- _Provided passage_:
☆ ☆ ☆ ☆ ☆ ☆ ☆

# Combining Datasets

Before doing any feature generation or modelling we need to combine all the datasets we've fetched into one dataset organised by household.

In [None]:
import pandas as pd
import geopandas as gpd
import os
import matplotlib.pyplot as plt
%matplotlib inline 

In [None]:
# Need to move up to parent directory to import local functions
os.chdir("..")

from hmo_identifier.process import merge, address

## Gazatteer

The gazatteer is our base data that we will use the merge other datasets onto. This is the gazatteer for Camden

In [None]:
gaz = pd.read_csv("data/raw/local/gazatteer.csv")
gaz.head()

We can join a lot of the datasets spatially, so we need to convert the pandas dataframe to a geopandas (spatial) dataframe so we can spatially join to other
datasets.

☆ ☆ ☆ ☆ ☆ ☆ ☆

- _Short problem A_:
Reproduce the combining datasets notebook in full, with no changes.
- _Short problem B_:
From the entries below, list as numbered items every line starting with the one that contains "Target: reflection of branches in water" and going on through the last line of the entries. Skip blank lines and omit the picture markers.

☆ ☆ ☆ ☆ ☆ ☆ ☆

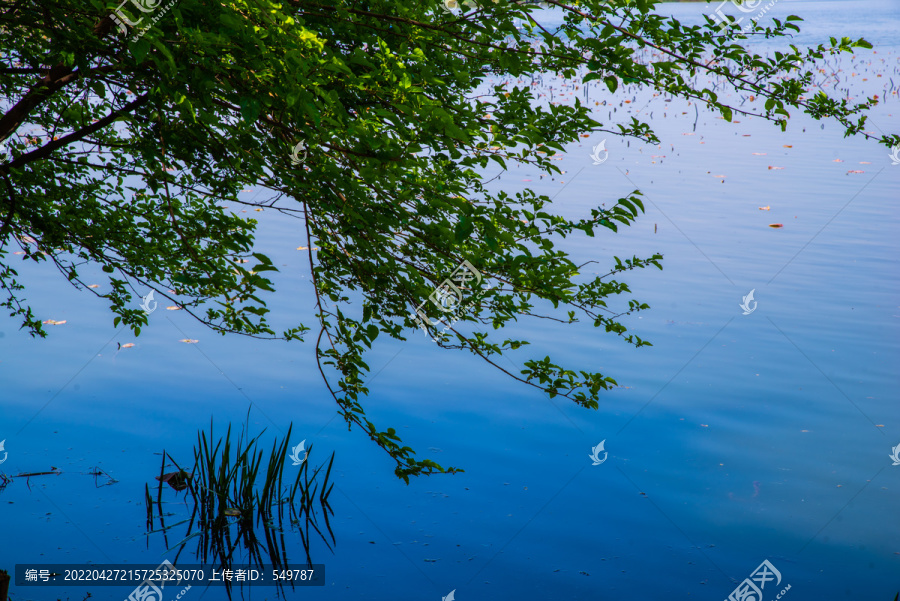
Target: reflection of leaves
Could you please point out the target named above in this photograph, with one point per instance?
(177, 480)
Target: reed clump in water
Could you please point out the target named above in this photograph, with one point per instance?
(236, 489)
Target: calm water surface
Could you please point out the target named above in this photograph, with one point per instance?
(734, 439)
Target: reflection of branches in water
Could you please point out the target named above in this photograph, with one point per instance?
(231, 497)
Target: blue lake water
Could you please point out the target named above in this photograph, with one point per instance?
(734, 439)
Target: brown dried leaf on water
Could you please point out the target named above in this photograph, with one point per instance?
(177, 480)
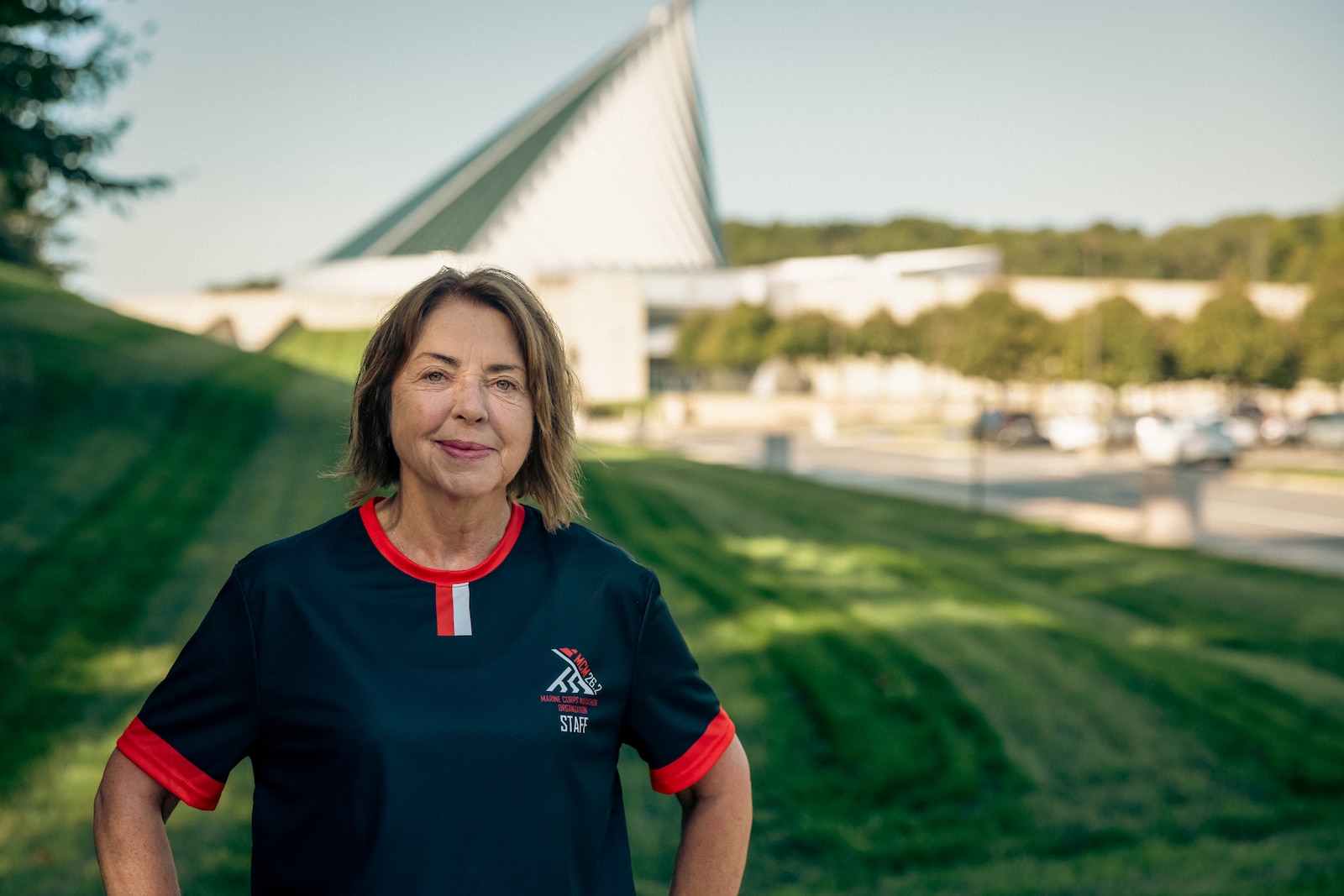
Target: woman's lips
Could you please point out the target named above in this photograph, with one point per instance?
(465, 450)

☆ ☆ ☆ ☆ ☆ ☆ ☆

- _Expected answer A_:
# Combining Datasets

Before doing any feature generation or modelling we need to combine all the datasets we've fetched into one dataset organised by household.

In [None]:
import pandas as pd
import geopandas as gpd
import os
import matplotlib.pyplot as plt
%matplotlib inline 

In [None]:
# Need to move up to parent directory to import local functions
os.chdir("..")

from hmo_identifier.process import merge, address

## Gazatteer

The gazatteer is our base data that we will use the merge other datasets onto. This is the gazatteer for Camden

In [None]:
gaz = pd.read_csv("data/raw/local/gazatteer.csv")
gaz.head()

We can join a lot of the datasets spatially, so we need to convert the pandas dataframe to a geopandas (spatial) dataframe so we can spatially join to other
datasets.

- _Expected answer B_:
1. Target: reflection of branches in water
2. Could you please point out the target named above in this photograph, with one point per instance?
3. (231, 497)
4. Target: blue lake water
5. Could you please point out the target named above in this photograph, with one point per instance?
6. (734, 439)
7. Target: brown dried leaf on water
8. Could you please point out the target named above in this photograph, with one point per instance?
9. (177, 480)
10. Target: woman's lips
11. Could you please point out the target named above in this photograph, with one point per instance?
12. (465, 450)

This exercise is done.